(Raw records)

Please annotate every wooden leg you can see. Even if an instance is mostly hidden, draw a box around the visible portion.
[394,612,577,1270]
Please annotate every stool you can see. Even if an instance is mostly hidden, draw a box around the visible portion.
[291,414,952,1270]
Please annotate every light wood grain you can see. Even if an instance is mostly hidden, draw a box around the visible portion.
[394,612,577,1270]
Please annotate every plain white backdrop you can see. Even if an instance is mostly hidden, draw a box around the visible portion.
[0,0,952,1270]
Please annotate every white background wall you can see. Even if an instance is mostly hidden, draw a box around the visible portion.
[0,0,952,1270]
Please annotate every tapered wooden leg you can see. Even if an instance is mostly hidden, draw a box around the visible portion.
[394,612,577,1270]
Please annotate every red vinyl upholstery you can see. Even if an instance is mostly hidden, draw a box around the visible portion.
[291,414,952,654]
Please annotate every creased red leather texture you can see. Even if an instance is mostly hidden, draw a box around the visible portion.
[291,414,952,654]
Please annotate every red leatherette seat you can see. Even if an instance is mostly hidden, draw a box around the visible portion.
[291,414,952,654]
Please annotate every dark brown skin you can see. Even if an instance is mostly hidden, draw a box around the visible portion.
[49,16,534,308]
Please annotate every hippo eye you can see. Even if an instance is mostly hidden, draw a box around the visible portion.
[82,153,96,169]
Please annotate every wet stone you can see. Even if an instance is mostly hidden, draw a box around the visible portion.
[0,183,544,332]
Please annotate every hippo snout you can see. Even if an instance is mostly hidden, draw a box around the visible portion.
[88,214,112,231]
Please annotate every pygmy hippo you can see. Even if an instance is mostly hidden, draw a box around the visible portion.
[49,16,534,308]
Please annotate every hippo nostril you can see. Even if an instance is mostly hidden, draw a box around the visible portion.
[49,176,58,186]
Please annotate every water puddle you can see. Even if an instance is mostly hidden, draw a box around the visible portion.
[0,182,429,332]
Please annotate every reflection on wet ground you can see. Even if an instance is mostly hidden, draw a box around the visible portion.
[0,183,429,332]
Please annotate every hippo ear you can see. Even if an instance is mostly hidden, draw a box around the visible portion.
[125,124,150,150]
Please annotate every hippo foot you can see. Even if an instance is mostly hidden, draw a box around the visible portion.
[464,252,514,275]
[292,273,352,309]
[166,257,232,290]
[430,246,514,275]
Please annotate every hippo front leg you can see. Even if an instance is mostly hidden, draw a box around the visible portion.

• [YOUR INSTRUCTIONS]: Shift every bounding-box coordinate up by 15 and reproduce the lines from the line with "Please annotate every water" up to and including the line with "[125,124,150,150]", requests included.

• [FINAL ANSWER]:
Please annotate every water puddle you can see. Even if an instance is mostly hidden, draw a box around the visible portion.
[15,197,444,347]
Please annotate every reflection on wet ground you can see. Even if an instance is mostly hidden, draw a box around the visible portion.
[15,198,444,347]
Please annotate every hippo ear you can see. Even if an instance is mostly hidden, draw a box around the visible portion.
[140,139,165,165]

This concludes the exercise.